- Requirement
Give the data again, word for word.

- Exercise data
* start *

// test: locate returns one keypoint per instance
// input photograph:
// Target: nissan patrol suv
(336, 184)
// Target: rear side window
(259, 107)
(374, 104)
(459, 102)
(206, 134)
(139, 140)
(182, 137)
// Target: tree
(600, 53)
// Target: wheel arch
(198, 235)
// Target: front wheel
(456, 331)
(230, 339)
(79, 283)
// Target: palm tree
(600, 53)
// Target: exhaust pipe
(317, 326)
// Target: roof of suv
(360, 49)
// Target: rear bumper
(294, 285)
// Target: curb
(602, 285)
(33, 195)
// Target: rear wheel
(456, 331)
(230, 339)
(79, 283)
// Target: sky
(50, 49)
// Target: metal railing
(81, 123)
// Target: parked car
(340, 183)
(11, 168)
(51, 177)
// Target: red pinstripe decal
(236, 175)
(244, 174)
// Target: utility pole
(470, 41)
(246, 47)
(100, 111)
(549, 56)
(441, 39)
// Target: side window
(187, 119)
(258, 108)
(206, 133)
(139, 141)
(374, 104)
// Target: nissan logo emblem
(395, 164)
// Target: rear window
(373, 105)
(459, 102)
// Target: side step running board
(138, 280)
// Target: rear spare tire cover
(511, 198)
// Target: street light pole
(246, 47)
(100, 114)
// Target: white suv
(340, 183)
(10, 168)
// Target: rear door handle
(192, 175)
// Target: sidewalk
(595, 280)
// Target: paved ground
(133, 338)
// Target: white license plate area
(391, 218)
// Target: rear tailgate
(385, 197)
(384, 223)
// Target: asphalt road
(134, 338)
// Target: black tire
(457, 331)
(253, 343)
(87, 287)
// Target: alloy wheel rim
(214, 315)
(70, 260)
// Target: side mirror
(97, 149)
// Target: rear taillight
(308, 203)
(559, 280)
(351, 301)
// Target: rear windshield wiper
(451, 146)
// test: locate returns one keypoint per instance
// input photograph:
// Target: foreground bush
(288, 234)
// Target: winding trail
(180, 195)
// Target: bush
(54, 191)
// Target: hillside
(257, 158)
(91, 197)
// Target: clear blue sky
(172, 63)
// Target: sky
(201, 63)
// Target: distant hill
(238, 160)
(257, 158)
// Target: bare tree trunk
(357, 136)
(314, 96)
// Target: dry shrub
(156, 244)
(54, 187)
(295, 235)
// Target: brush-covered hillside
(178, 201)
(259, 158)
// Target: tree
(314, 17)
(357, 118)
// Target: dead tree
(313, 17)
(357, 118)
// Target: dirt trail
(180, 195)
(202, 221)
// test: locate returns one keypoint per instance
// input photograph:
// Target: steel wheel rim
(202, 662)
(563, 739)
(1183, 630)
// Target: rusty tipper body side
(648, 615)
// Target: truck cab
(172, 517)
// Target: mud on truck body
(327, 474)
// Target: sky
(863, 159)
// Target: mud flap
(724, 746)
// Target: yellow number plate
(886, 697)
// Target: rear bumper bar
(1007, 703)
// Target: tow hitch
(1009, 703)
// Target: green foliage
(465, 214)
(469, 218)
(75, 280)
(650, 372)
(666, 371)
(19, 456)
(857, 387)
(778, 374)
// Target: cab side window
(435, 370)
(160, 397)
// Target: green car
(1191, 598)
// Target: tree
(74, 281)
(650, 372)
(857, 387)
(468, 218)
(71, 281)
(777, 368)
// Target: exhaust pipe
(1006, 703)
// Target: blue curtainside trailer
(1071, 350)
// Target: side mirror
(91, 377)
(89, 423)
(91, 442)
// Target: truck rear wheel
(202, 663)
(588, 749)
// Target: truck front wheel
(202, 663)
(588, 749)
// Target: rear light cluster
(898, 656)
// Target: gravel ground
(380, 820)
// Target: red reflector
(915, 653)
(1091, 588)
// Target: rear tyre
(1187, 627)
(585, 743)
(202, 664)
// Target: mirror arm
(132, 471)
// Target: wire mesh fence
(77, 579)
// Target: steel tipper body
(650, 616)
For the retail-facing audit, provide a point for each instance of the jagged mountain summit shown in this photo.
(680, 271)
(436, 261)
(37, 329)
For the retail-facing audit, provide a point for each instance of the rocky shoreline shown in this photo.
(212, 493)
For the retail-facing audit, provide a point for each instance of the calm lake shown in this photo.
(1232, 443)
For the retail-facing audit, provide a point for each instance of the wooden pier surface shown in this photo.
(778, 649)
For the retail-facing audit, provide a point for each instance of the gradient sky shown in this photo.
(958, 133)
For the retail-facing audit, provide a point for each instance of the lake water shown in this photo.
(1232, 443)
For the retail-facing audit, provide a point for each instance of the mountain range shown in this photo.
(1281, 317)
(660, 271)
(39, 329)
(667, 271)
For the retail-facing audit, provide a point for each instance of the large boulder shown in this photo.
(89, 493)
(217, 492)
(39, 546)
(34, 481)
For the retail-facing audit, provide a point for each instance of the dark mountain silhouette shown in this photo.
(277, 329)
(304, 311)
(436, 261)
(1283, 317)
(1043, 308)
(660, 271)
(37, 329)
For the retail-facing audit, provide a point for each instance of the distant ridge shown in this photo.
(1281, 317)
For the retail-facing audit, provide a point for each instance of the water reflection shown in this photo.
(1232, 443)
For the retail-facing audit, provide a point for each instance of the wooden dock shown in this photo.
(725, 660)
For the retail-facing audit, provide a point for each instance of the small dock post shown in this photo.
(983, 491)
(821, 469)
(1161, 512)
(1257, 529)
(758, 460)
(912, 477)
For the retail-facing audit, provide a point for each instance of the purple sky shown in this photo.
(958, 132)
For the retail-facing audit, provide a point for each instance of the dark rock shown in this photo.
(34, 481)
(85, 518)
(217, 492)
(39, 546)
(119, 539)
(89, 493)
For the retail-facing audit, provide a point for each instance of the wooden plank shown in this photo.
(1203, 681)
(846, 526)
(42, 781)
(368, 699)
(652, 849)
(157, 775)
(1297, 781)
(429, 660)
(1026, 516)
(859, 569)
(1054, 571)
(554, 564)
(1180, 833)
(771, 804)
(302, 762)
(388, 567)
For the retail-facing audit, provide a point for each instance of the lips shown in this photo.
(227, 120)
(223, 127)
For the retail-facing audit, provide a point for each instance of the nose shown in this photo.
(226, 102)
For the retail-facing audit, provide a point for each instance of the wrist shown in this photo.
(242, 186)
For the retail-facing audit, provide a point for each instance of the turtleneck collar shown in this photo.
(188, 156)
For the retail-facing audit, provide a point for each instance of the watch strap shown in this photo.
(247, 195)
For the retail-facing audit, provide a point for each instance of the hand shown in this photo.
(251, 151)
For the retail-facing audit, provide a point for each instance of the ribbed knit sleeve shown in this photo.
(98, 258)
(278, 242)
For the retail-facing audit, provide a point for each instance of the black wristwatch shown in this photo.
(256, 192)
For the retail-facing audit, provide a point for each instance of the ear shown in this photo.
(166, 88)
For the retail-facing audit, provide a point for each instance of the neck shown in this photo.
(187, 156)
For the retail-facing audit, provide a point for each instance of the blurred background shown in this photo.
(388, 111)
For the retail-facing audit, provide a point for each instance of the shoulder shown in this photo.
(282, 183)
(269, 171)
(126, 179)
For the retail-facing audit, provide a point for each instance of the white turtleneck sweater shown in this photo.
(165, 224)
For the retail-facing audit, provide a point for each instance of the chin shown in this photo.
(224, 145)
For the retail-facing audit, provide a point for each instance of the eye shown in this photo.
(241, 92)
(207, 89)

* end *

- Complete answer
// test: locate returns one keypoint per instance
// input photograph:
// Target: nissan patrol suv
(336, 184)
// Target: rear side window
(259, 107)
(374, 104)
(459, 102)
(206, 134)
(139, 140)
(182, 137)
// Target: tree
(600, 53)
// Target: wheel arch
(198, 235)
// Target: front wheel
(456, 331)
(230, 339)
(79, 283)
// Target: palm tree
(600, 53)
// Target: exhaust pipe
(317, 326)
// Target: roof of suv
(360, 49)
// Target: rear bumper
(294, 285)
// Target: curb
(602, 285)
(33, 195)
// Target: rear wheel
(456, 331)
(230, 339)
(79, 283)
// Target: sky
(50, 49)
// Target: metal railing
(81, 123)
// Target: parked car
(340, 183)
(11, 168)
(51, 177)
// Target: red pinstripe decal
(236, 175)
(244, 174)
// Target: utility pole
(470, 41)
(246, 47)
(100, 111)
(549, 56)
(441, 39)
// Target: side window
(187, 119)
(258, 108)
(206, 133)
(139, 141)
(374, 104)
// Target: nissan logo emblem
(395, 164)
// Target: rear window
(373, 105)
(459, 102)
// Target: side step running board
(138, 280)
// Target: rear spare tire cover
(511, 198)
// Target: street light pole
(246, 47)
(100, 114)
// Target: white suv
(340, 183)
(10, 168)
// Target: rear door handle
(192, 175)
// Target: sidewalk
(595, 280)
// Target: paved ground
(133, 338)
// Target: white license plate area
(391, 218)
// Target: rear tailgate
(385, 197)
(384, 223)
// Target: asphalt road
(134, 338)
// Target: black tire
(457, 331)
(253, 343)
(87, 287)
// Target: alloy wheel rim
(214, 315)
(70, 260)
// Target: side mirror
(97, 149)
// Target: rear taillight
(308, 203)
(559, 280)
(351, 301)
// Target: rear windshield wiper
(451, 146)
// test: locate returns one keypoint per instance
// input photograph:
// Target: foreground bush
(288, 234)
// Target: winding trail
(180, 195)
// Target: bush
(54, 191)
// Target: hillside
(257, 158)
(91, 197)
// Target: clear blue sky
(172, 63)
// Target: sky
(201, 63)
// Target: distant hill
(238, 160)
(257, 158)
// Target: bare tree trunk
(357, 136)
(314, 96)
// Target: dry shrub
(156, 244)
(54, 187)
(295, 235)
// Target: brush-covered hillside
(178, 201)
(259, 158)
// Target: tree
(314, 17)
(357, 118)
// Target: dead tree
(313, 17)
(357, 118)
// Target: dirt trail
(180, 195)
(202, 221)
// test: locate returns one keypoint per instance
// input photograph:
// Target: steel wheel rim
(202, 662)
(563, 739)
(1183, 630)
// Target: rusty tipper body side
(648, 615)
// Target: truck cab
(172, 517)
// Target: mud on truck body
(327, 474)
// Target: sky
(863, 159)
// Target: mud flap
(724, 746)
// Target: yellow number plate
(886, 697)
// Target: rear bumper bar
(1007, 703)
// Target: tow hitch
(1009, 703)
// Target: green foliage
(465, 214)
(469, 218)
(75, 280)
(650, 372)
(666, 371)
(19, 456)
(857, 387)
(778, 374)
// Target: cab side window
(435, 370)
(160, 397)
// Target: green car
(1191, 598)
// Target: tree
(74, 281)
(650, 372)
(857, 387)
(468, 218)
(71, 281)
(777, 368)
// Target: exhaust pipe
(1006, 703)
// Target: blue curtainside trailer
(1071, 350)
// Target: side mirror
(91, 377)
(89, 423)
(91, 442)
// Target: truck rear wheel
(202, 663)
(588, 749)
// Target: truck front wheel
(202, 663)
(588, 749)
// Target: rear light cluster
(898, 656)
// Target: gravel ground
(380, 820)
// Target: red reflector
(915, 653)
(1091, 588)
// Target: rear tyre
(1187, 627)
(585, 743)
(202, 664)
// Target: mirror arm
(132, 471)
// Target: wire mesh fence
(77, 579)
// Target: steel tipper body
(650, 616)
For the retail-facing audit, provide a point for each instance of the jagged mountain summit shown in this photo.
(680, 271)
(436, 261)
(37, 329)
For the retail-facing audit, provide a point for each instance of the rocky shoreline shown in this photo.
(212, 493)
For the retail-facing audit, provide a point for each instance of the calm lake shown in this photo.
(1232, 443)
For the retail-facing audit, provide a point for each instance of the wooden pier surface shown in this photo.
(778, 649)
For the retail-facing audit, provide a point for each instance of the gradient sky shown in this photo.
(958, 133)
For the retail-facing audit, provide a point for each instance of the lake water shown in this photo.
(1232, 443)
For the retail-facing audit, provide a point for each instance of the mountain range shown in this photo.
(1281, 317)
(660, 271)
(39, 329)
(667, 271)
For the retail-facing audit, provide a point for each instance of the large boulder shown in this photo.
(89, 493)
(217, 492)
(39, 546)
(34, 481)
For the retail-facing audit, provide a point for each instance of the dark mountain silhouette shown in this photo.
(277, 329)
(304, 311)
(436, 261)
(1283, 317)
(1043, 308)
(660, 271)
(37, 329)
For the retail-facing audit, provide a point for each instance of the distant ridge shown in this photo.
(1281, 317)
For the retail-facing audit, provide a point for each instance of the water reflection shown in this photo.
(1232, 443)
For the retail-facing audit, provide a point for each instance of the wooden dock shown in this photo.
(725, 660)
For the retail-facing audit, provide a point for each instance of the small dock post shown in this photo.
(983, 491)
(821, 469)
(1161, 512)
(1257, 529)
(758, 460)
(912, 477)
For the retail-facing audit, provide a point for each instance of the purple sky shown in this photo.
(958, 132)
For the retail-facing audit, provide a point for each instance of the dark rock shown in this photo.
(34, 481)
(85, 518)
(217, 492)
(39, 546)
(119, 539)
(89, 493)
For the retail-facing audit, provide a point for each instance of the wooden plank shown in this photo.
(1203, 681)
(846, 526)
(42, 781)
(368, 699)
(652, 849)
(157, 775)
(1297, 781)
(429, 660)
(1026, 516)
(859, 569)
(1054, 571)
(554, 564)
(1180, 833)
(771, 804)
(302, 762)
(388, 567)
For the retail-facing audit, provide a point for each instance of the lips shown in this photo.
(227, 120)
(223, 127)
For the retail-facing audit, provide a point for each instance of the nose shown in this photo.
(226, 102)
For the retail-facing audit, provide a point for each instance of the wrist shown in this photo.
(242, 186)
For the retail-facing audit, provide a point for each instance of the turtleneck collar shown in this photo.
(188, 156)
For the retail-facing audit, provide a point for each instance of the watch strap shown in this photo.
(247, 195)
For the retail-facing audit, provide a point for each instance of the hand shown in this photo.
(251, 151)
For the retail-facing audit, provide a point for each instance of the ribbed knit sleeve shown in this photo.
(98, 258)
(278, 242)
For the retail-facing audit, provide a point for each instance of the black wristwatch shown in this photo.
(256, 192)
For the retail-facing audit, provide a point for each instance of the ear shown in this photo.
(166, 88)
For the retail-facing audit, provide a point for each instance of the neck shown in this photo.
(187, 156)
For the retail-facing audit, provide a point for each instance of the blurred background shown in this photo.
(388, 111)
For the retail-facing audit, provide a point for each instance of the shoulder shown in this photo.
(282, 183)
(269, 171)
(126, 179)
For the retail-facing audit, provide a point for each instance of the white turtleneck sweater shown in this photo.
(165, 224)
For the retail-facing audit, provide a point for each instance of the chin shown in this photo.
(224, 145)
For the retail-facing audit, provide a point for each instance of the eye shown in this photo.
(241, 92)
(207, 89)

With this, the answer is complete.